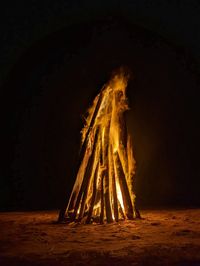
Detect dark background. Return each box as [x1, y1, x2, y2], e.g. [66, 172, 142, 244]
[0, 0, 200, 210]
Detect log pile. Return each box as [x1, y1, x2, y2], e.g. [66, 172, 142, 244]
[58, 69, 140, 223]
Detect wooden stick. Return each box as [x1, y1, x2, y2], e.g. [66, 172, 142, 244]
[100, 167, 104, 224]
[102, 121, 113, 223]
[86, 164, 99, 224]
[58, 89, 103, 222]
[114, 151, 133, 219]
[71, 128, 99, 221]
[109, 148, 119, 222]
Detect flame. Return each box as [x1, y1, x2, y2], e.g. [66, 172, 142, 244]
[64, 69, 139, 222]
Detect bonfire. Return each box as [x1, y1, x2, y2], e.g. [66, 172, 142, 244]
[58, 68, 140, 223]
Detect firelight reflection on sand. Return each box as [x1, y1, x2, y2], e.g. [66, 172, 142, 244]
[59, 68, 140, 223]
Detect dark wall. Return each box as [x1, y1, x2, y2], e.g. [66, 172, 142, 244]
[0, 16, 200, 209]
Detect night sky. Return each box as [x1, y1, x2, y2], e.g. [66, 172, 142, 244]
[0, 0, 200, 210]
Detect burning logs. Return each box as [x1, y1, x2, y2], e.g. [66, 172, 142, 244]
[58, 66, 140, 223]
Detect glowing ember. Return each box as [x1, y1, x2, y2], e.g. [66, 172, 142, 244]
[59, 66, 140, 223]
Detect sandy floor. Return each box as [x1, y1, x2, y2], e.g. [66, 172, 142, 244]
[0, 209, 200, 266]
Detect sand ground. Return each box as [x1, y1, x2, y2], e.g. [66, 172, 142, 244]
[0, 209, 200, 266]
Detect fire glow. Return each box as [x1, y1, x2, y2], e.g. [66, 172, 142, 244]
[59, 68, 140, 223]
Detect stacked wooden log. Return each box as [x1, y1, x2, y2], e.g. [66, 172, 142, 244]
[58, 68, 140, 223]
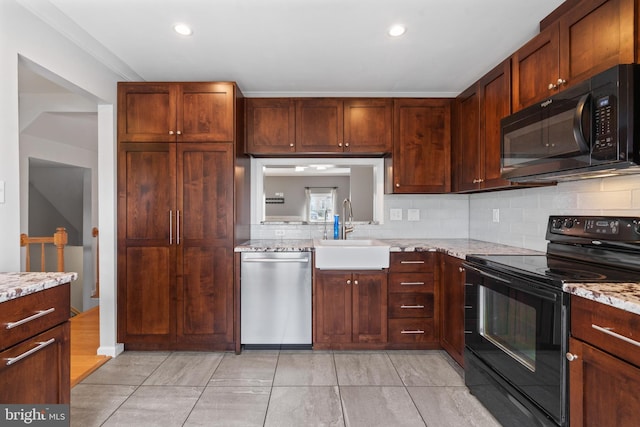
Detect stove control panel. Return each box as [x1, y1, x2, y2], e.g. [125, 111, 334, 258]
[547, 216, 640, 242]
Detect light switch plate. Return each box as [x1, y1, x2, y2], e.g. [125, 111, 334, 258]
[389, 209, 402, 221]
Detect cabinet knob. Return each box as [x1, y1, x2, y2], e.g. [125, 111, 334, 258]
[565, 353, 578, 362]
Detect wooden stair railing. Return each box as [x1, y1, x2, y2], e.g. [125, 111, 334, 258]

☆ ☆ ☆ ☆

TASK PROMPT » Copy out all of the lines above word for word, leaving out the pictures.

WRITTEN ANSWER »
Detect dark background. Return each box as [x1, y1, x2, y2], e.g. [66, 172, 142, 244]
[0, 0, 200, 210]
Detect log pile. Return each box as [x1, y1, x2, y2], e.g. [66, 172, 142, 244]
[58, 69, 140, 223]
Detect wooden stick. Return each box as [x1, y1, x2, y2], e.g. [66, 172, 142, 244]
[100, 167, 104, 224]
[102, 121, 113, 223]
[86, 164, 99, 224]
[58, 89, 103, 222]
[114, 151, 133, 219]
[71, 128, 99, 221]
[109, 148, 119, 222]
Detect flame. Return each box as [x1, y1, x2, y2], e.g. [66, 172, 142, 244]
[64, 69, 139, 222]
Detect bonfire. Return each box as [x1, y1, x2, y2], e.g. [66, 172, 142, 244]
[58, 68, 140, 223]
Detect firelight reflection on sand. Return each box as [x1, y1, x2, y2], e.g. [66, 172, 142, 244]
[59, 68, 140, 223]
Detect dark wall. Return each box as [x1, y1, x2, y2], e.g. [66, 172, 142, 244]
[0, 16, 200, 209]
Detect night sky. Return each box as [x1, y1, x2, y2], e.g. [66, 172, 142, 244]
[0, 0, 200, 210]
Detect burning logs. Return each box as [x1, y1, x2, y2], e.g. [66, 172, 142, 244]
[58, 66, 140, 223]
Detect glowing ember. Return each box as [x1, y1, x2, y2], e.g. [66, 172, 142, 244]
[59, 66, 140, 223]
Detect sandy floor. Return each box as [x1, y1, x2, y2], e.g. [66, 172, 142, 244]
[0, 209, 200, 266]
Detect sand ground. Return each box as [x1, y1, x2, y2], e.g. [66, 172, 142, 244]
[0, 209, 200, 266]
Detect fire glow. Return each box as [x1, y1, x2, y2], e.g. [66, 172, 142, 244]
[59, 68, 140, 223]
Detect stacked wooden log. Return each box as [x1, y1, x2, y2], e.g. [66, 172, 142, 244]
[58, 68, 140, 223]
Detect stove control panel. Return each box as [x1, y1, x2, y2], e.g. [125, 111, 334, 258]
[547, 216, 640, 242]
Detect light switch plate. Return each box as [x1, y1, x2, y2], e.g. [125, 111, 334, 258]
[389, 209, 402, 221]
Detect cabinet knob. Return each box as [x1, y1, x2, y2], e.g. [125, 111, 334, 258]
[565, 353, 578, 362]
Detect wooden stair railing. Return each box as [x1, y1, x2, y2], e.g. [125, 111, 334, 258]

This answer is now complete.